-- Work to complete --
In the data below, one line contains "red apple, that" and a later one contains "(1115, 245)". Print both, with every line between them, exactly and alone.
***** Data for this exercise
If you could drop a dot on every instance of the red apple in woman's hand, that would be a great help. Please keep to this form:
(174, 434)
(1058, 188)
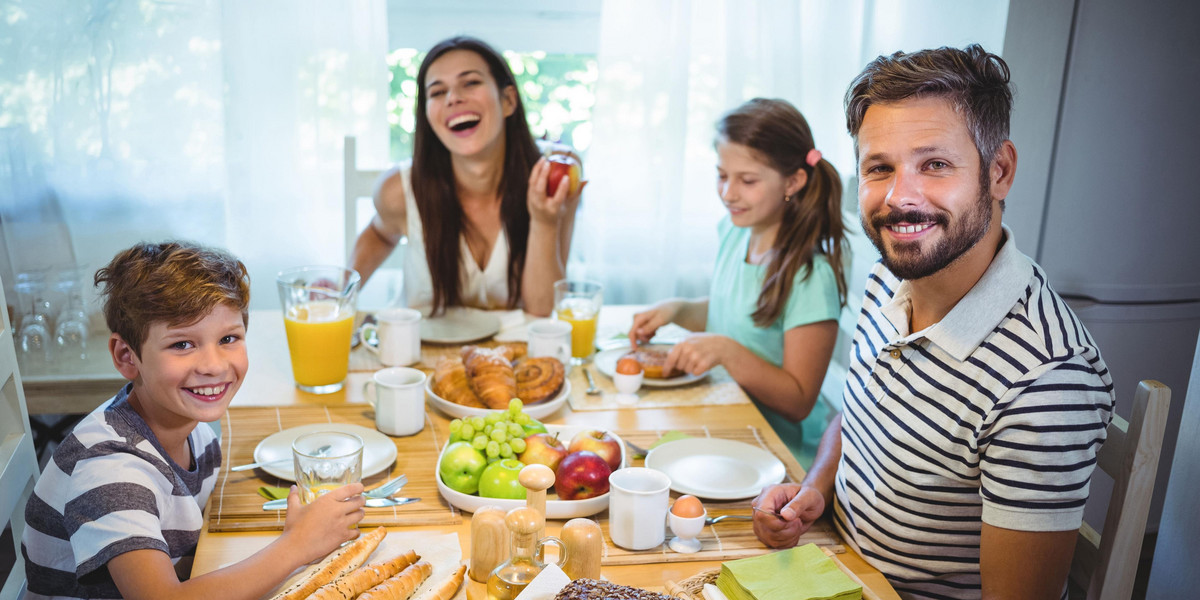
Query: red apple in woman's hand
(561, 166)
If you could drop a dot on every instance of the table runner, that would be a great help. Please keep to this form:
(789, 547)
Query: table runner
(237, 507)
(726, 540)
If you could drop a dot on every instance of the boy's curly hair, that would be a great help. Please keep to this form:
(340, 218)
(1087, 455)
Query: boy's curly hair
(177, 282)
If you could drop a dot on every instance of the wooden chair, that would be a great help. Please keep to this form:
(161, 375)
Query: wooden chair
(18, 463)
(1107, 564)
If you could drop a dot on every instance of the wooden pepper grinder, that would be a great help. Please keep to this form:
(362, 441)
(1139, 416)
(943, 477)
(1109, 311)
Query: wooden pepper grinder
(585, 545)
(537, 479)
(489, 541)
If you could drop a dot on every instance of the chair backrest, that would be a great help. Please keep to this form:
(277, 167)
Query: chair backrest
(1107, 564)
(18, 462)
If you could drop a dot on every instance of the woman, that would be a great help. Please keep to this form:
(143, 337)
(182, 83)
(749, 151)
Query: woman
(481, 229)
(771, 318)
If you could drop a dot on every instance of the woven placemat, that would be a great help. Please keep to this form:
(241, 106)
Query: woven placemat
(237, 507)
(727, 540)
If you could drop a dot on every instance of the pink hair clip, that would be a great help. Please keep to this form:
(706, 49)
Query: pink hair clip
(813, 157)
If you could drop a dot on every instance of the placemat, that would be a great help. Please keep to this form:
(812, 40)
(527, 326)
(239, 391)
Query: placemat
(727, 540)
(237, 507)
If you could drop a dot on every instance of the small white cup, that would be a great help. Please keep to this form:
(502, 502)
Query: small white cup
(399, 400)
(550, 337)
(637, 507)
(399, 331)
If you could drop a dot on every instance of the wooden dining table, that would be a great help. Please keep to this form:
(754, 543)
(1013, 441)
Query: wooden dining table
(269, 383)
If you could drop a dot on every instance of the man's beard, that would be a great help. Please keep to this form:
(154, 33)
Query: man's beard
(906, 259)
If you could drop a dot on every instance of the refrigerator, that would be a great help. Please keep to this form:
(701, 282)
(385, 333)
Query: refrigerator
(1107, 197)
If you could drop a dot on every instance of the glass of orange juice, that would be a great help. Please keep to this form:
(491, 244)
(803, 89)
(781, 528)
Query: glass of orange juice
(318, 316)
(325, 461)
(579, 304)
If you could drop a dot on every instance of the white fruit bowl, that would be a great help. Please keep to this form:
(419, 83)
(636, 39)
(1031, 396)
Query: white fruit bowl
(555, 508)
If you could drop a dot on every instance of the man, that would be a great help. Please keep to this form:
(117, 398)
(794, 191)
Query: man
(976, 401)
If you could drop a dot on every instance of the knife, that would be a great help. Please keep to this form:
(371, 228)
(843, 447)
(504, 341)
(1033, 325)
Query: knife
(375, 503)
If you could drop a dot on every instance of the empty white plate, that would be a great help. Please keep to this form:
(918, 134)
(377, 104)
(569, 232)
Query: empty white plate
(720, 469)
(378, 450)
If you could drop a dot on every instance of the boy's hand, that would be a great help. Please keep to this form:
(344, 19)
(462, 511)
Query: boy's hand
(316, 529)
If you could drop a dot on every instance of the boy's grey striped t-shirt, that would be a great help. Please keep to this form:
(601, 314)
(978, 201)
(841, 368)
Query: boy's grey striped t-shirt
(994, 415)
(112, 489)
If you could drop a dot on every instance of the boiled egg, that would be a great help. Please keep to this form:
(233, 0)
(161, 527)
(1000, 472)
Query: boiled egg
(688, 507)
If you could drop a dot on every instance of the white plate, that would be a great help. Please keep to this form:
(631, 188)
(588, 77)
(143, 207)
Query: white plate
(606, 363)
(378, 450)
(540, 411)
(555, 509)
(460, 325)
(719, 469)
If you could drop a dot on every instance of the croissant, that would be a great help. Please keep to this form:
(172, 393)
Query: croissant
(450, 382)
(539, 379)
(491, 375)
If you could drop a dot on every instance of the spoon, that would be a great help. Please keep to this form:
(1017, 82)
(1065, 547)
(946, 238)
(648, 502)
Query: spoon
(592, 383)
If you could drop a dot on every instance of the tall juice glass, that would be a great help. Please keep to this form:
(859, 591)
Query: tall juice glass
(579, 304)
(318, 317)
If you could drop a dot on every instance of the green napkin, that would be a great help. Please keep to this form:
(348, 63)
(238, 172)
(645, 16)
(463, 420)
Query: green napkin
(274, 493)
(802, 573)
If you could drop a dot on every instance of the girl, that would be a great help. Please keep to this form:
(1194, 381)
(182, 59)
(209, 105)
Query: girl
(771, 318)
(481, 231)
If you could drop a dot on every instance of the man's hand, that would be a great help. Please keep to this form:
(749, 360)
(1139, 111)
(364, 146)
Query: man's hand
(797, 507)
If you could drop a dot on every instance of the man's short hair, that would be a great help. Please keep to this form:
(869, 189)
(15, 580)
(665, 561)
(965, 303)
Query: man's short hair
(175, 282)
(972, 79)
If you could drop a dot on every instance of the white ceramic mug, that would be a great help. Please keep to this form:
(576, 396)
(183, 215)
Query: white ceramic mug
(399, 333)
(399, 400)
(551, 337)
(637, 507)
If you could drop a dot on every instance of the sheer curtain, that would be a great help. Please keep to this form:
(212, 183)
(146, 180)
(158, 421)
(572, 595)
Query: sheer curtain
(669, 69)
(211, 120)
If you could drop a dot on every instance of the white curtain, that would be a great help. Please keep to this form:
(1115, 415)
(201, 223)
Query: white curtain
(669, 69)
(211, 120)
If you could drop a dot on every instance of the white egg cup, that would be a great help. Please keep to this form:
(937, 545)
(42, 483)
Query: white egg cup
(685, 529)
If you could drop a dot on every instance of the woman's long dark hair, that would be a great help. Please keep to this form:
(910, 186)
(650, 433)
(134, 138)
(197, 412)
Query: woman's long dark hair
(437, 198)
(811, 222)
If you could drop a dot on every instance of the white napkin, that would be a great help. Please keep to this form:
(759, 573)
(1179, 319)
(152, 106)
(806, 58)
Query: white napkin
(546, 585)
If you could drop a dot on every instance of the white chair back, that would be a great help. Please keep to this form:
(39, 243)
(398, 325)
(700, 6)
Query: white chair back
(1107, 564)
(18, 462)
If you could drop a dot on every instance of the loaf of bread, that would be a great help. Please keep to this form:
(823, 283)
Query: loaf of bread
(595, 589)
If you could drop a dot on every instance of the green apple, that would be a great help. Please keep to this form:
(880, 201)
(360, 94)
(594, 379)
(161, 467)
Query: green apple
(461, 467)
(501, 479)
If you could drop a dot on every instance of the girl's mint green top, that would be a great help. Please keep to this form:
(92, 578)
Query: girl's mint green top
(731, 304)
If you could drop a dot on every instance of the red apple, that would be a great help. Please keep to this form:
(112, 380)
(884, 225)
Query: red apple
(600, 443)
(581, 475)
(544, 449)
(561, 166)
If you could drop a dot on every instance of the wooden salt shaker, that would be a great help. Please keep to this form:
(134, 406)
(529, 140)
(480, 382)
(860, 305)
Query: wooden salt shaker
(537, 479)
(585, 546)
(489, 541)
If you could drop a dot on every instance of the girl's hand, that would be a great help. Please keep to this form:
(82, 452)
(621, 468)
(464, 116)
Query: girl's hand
(316, 529)
(699, 353)
(647, 323)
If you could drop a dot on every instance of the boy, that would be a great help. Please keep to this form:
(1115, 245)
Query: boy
(118, 510)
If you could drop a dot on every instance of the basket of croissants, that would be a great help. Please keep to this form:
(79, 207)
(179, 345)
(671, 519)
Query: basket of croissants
(491, 377)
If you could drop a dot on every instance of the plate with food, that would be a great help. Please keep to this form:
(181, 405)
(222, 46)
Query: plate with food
(651, 358)
(467, 480)
(483, 379)
(275, 450)
(459, 325)
(720, 469)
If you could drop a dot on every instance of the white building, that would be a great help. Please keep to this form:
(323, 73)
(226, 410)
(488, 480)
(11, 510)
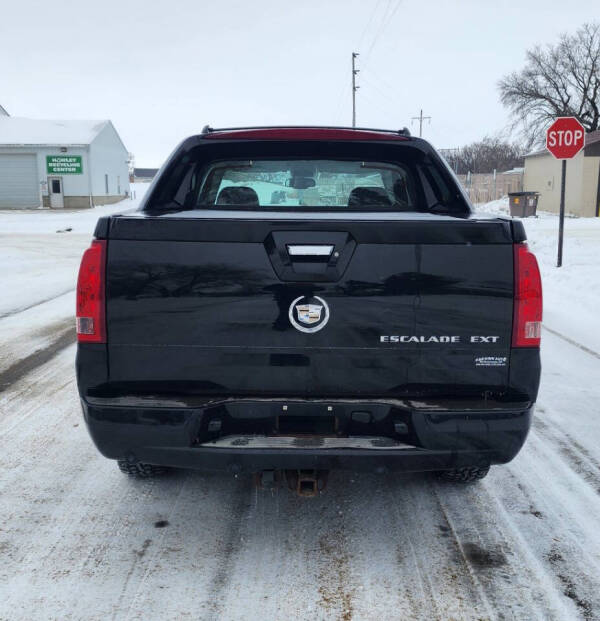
**********
-- Answer box --
If you could drop a dot on every instance of the red apple, that would be a great help. Please keep to this form:
(112, 380)
(884, 225)
Query: red apple
(600, 443)
(581, 475)
(544, 449)
(561, 166)
If you could drop a dot on every instance of the wooden salt shaker, that would be a great help. Please keep to this form:
(134, 406)
(529, 140)
(480, 382)
(860, 305)
Query: wooden salt shaker
(537, 479)
(585, 546)
(489, 541)
If you could drop a dot on every instance of the girl's hand, that would be a great help. Please keep to this form:
(82, 452)
(621, 468)
(464, 116)
Query: girl's hand
(316, 529)
(699, 353)
(647, 323)
If you could drop a dot on every instance of the boy, that would be a great help. Please keep to this form:
(1115, 245)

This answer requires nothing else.